Instruction: In the material below, rewrite the part that opens with the line containing "Convert each <instance>'s" and closes with the line containing "box: [178, 608, 404, 824]" as a Markdown table with the columns Row and Line. Put each line's number in Row and its text in Line, and leave out blank lines.

Available data:
========

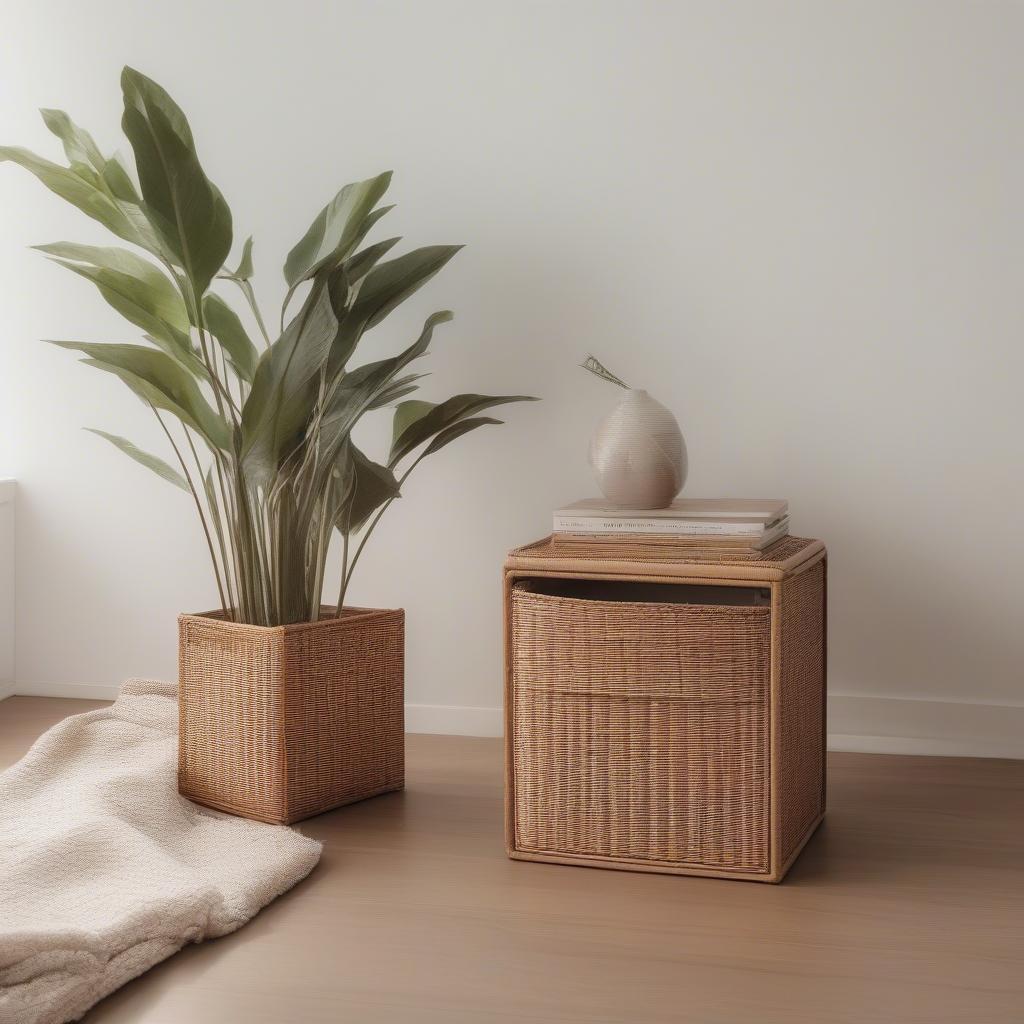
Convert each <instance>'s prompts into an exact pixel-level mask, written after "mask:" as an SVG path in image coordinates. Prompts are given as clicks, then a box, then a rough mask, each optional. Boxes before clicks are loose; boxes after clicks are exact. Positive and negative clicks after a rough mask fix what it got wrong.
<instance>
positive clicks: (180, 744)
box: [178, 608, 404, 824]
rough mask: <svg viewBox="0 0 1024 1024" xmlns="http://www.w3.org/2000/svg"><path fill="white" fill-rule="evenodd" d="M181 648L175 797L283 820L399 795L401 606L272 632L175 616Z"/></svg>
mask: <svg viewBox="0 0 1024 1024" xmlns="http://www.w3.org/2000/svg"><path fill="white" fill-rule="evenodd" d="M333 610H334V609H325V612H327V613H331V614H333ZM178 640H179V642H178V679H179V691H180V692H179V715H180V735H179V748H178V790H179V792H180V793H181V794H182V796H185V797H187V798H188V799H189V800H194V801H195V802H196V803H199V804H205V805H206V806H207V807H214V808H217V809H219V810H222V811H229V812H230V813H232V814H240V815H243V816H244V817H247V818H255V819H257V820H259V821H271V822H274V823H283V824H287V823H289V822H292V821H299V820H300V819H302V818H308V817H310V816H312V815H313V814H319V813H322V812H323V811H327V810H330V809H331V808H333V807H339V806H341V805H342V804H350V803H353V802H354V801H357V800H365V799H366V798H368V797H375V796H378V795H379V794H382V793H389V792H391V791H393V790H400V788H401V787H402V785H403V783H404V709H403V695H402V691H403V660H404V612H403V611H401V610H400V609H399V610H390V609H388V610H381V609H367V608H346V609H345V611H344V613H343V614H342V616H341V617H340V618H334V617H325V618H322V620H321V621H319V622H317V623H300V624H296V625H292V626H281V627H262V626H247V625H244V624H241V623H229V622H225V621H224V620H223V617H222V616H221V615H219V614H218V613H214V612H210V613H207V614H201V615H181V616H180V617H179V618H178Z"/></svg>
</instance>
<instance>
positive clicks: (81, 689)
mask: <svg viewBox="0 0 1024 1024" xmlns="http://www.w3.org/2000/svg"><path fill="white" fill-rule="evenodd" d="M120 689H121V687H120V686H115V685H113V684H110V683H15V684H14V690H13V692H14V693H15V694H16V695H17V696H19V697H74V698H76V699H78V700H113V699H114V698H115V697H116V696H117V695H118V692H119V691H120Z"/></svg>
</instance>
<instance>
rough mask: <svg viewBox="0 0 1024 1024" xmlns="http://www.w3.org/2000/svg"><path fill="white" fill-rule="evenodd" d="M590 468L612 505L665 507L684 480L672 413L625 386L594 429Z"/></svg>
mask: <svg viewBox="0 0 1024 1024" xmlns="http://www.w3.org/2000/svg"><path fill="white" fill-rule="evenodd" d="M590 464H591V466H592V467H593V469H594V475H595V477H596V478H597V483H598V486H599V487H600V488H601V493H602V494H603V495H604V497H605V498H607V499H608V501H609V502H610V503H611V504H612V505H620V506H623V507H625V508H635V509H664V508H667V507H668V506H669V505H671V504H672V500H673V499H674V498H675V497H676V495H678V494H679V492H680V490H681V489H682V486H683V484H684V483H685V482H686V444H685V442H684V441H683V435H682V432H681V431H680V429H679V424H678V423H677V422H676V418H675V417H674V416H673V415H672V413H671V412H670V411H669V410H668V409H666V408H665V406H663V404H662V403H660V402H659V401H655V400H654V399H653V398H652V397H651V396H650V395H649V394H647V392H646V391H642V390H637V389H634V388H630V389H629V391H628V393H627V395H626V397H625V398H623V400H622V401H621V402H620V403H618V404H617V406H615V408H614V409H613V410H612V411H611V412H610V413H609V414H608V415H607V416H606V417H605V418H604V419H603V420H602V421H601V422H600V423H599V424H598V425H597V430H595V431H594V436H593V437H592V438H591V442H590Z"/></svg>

========

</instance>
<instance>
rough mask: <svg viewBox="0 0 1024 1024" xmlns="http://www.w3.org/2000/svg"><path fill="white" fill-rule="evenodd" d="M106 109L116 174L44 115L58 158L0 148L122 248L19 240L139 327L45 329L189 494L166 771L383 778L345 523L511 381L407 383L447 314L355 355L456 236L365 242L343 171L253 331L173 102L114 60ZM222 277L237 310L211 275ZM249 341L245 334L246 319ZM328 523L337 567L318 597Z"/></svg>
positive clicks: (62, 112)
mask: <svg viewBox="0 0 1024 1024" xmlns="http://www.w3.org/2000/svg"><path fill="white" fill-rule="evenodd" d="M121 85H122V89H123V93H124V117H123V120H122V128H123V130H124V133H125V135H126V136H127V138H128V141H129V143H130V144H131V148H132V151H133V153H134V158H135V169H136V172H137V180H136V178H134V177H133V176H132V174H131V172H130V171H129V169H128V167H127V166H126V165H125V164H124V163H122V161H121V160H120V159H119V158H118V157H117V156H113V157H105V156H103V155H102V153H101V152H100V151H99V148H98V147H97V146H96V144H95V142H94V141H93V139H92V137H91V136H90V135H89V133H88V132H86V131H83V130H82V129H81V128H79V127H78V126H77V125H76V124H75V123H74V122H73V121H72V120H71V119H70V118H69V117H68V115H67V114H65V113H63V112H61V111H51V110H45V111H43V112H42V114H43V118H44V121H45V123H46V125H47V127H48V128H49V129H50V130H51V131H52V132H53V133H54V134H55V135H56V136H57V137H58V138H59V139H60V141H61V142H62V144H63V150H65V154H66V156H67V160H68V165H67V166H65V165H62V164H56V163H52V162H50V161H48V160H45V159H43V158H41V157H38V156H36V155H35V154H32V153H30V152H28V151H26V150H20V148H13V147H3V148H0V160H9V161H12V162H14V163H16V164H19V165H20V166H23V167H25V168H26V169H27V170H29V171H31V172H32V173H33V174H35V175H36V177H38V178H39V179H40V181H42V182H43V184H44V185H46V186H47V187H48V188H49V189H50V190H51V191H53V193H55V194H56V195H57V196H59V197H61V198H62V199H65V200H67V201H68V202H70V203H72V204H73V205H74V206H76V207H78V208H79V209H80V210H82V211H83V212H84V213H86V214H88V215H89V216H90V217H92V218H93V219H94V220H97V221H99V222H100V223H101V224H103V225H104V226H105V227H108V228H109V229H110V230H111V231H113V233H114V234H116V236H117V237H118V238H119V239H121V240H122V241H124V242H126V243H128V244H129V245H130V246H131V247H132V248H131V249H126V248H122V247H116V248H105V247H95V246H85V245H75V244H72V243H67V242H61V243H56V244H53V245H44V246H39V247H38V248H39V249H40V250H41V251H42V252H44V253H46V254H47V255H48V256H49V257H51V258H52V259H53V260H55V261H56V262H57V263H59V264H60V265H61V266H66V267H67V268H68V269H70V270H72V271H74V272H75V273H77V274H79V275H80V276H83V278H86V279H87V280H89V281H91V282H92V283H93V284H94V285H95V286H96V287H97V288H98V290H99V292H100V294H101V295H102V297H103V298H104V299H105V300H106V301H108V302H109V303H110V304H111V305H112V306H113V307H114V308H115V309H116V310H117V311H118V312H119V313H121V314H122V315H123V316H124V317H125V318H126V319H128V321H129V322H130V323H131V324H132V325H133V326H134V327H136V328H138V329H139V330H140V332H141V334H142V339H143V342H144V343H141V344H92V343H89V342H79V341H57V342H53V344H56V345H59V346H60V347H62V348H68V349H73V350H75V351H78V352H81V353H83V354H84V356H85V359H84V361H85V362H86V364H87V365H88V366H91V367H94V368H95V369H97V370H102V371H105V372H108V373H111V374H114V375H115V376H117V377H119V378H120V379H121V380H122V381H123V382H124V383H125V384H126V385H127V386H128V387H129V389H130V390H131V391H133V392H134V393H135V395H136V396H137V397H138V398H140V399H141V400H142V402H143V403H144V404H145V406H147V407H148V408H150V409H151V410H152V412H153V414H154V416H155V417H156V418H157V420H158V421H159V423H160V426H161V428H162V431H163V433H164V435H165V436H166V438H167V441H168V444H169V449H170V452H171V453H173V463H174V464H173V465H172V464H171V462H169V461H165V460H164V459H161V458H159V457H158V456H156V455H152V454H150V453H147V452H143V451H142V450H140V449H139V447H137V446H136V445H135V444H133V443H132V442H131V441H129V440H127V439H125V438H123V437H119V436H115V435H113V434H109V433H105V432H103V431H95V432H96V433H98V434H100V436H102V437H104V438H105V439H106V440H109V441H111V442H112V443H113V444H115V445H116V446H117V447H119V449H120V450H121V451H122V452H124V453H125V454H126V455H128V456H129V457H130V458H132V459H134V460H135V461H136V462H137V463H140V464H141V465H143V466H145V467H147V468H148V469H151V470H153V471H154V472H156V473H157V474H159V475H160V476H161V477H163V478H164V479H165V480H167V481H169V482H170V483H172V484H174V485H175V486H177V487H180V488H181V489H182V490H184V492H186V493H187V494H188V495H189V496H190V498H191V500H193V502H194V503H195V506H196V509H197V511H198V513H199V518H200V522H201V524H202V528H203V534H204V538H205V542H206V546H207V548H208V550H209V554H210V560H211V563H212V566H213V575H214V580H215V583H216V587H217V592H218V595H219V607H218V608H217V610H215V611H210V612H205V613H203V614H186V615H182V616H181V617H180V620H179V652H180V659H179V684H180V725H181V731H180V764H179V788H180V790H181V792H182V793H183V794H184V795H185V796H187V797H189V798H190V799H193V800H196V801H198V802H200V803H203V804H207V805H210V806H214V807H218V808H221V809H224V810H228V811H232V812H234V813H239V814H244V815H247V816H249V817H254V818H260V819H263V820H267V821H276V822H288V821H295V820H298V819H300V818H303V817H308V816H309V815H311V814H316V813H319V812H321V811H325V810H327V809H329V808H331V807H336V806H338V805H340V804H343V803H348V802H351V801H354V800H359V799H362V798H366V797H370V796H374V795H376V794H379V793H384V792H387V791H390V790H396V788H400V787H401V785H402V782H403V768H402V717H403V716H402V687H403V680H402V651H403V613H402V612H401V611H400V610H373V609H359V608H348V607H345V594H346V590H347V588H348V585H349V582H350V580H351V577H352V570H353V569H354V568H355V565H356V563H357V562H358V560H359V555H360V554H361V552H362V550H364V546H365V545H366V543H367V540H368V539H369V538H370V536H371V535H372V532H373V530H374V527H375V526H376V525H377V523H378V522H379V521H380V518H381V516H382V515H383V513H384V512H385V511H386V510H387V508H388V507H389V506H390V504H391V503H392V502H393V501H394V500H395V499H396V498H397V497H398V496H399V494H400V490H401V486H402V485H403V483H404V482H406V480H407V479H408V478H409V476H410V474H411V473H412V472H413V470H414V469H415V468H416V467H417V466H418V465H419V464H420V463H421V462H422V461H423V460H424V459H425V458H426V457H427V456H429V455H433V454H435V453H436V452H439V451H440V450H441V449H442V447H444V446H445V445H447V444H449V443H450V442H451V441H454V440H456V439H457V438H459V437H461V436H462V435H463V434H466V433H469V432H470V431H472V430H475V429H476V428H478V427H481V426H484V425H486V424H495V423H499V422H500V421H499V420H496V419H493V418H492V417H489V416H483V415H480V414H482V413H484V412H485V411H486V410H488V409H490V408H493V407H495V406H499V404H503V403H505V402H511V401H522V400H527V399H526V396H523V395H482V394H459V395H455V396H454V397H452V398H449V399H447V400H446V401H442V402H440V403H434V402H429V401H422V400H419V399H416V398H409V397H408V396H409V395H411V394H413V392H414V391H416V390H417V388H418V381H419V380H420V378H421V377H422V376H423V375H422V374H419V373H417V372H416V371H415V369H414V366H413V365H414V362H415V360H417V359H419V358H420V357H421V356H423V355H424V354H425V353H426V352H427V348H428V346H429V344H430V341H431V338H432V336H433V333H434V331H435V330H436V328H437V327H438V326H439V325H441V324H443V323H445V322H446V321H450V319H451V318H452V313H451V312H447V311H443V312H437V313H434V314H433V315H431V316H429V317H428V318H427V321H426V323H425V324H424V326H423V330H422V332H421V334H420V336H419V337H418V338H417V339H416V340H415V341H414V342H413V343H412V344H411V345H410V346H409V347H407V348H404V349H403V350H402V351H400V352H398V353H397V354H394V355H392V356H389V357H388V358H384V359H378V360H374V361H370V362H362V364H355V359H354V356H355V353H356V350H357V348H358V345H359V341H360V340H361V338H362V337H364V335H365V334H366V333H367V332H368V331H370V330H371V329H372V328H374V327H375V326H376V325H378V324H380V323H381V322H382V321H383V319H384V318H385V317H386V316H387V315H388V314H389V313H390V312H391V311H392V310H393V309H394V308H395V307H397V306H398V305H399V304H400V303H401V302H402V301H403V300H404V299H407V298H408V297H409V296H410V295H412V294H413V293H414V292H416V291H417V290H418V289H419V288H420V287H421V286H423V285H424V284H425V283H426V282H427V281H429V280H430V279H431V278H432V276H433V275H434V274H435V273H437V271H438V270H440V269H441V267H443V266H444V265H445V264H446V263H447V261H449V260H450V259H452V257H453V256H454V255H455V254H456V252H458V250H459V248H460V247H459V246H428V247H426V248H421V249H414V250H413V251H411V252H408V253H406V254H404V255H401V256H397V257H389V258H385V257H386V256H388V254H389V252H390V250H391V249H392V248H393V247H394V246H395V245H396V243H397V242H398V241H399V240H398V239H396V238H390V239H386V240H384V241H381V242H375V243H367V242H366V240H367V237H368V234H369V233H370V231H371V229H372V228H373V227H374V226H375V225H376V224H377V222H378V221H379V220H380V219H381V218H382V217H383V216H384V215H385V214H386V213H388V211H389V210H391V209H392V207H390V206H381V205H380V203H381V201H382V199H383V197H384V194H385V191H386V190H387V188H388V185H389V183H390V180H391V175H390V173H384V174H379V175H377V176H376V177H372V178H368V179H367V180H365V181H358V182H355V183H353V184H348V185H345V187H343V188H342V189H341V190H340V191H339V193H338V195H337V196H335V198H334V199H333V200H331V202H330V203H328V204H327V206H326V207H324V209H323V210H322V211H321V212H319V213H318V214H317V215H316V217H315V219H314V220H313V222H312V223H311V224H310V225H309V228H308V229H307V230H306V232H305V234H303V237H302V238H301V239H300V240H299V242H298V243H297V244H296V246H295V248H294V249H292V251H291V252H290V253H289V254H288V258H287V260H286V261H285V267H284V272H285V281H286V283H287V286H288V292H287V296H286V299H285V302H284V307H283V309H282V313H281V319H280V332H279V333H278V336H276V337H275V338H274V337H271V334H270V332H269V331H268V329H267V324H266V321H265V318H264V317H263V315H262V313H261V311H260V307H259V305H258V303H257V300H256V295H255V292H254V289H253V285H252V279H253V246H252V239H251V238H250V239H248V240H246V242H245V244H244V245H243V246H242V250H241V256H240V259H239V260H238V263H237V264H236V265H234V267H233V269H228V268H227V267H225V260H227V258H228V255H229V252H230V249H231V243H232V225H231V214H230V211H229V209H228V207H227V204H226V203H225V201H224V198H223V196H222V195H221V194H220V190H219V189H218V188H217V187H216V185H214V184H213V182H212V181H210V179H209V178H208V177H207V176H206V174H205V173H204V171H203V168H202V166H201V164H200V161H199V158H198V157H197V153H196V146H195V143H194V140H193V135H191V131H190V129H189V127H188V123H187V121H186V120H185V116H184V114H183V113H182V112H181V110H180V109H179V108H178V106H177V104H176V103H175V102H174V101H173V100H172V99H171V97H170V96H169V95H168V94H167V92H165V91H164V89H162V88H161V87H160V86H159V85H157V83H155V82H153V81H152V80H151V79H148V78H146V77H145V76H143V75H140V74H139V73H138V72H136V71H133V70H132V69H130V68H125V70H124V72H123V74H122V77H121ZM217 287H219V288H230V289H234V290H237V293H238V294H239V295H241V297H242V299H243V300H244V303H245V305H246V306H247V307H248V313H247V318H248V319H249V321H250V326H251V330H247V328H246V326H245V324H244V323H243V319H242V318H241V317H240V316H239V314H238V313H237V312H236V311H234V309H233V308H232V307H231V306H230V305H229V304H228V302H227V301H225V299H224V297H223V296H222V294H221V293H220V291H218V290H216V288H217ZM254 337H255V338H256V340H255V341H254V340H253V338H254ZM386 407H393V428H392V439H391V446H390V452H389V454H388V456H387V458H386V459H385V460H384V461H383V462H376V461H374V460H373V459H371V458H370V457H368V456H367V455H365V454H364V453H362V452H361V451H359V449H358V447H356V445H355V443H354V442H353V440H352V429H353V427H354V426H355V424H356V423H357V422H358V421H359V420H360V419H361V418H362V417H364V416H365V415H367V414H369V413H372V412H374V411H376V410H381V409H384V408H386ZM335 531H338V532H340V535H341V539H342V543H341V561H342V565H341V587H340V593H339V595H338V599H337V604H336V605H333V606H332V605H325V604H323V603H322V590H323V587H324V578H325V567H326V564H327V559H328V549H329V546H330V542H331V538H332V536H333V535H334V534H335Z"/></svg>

========

Problem solution:
| Row | Line |
|---|---|
| 1 | Convert each <instance>'s prompts into an exact pixel-level mask, written after "mask:" as an SVG path in image coordinates. Prompts are given as clicks, then a box, then a rough mask, each optional. Boxes before clicks are loose; boxes after clicks are exact. Positive and negative clicks after a rough mask fix what it got wrong. |
| 2 | <instance> |
| 3 | positive clicks: (180, 744) |
| 4 | box: [178, 608, 404, 824] |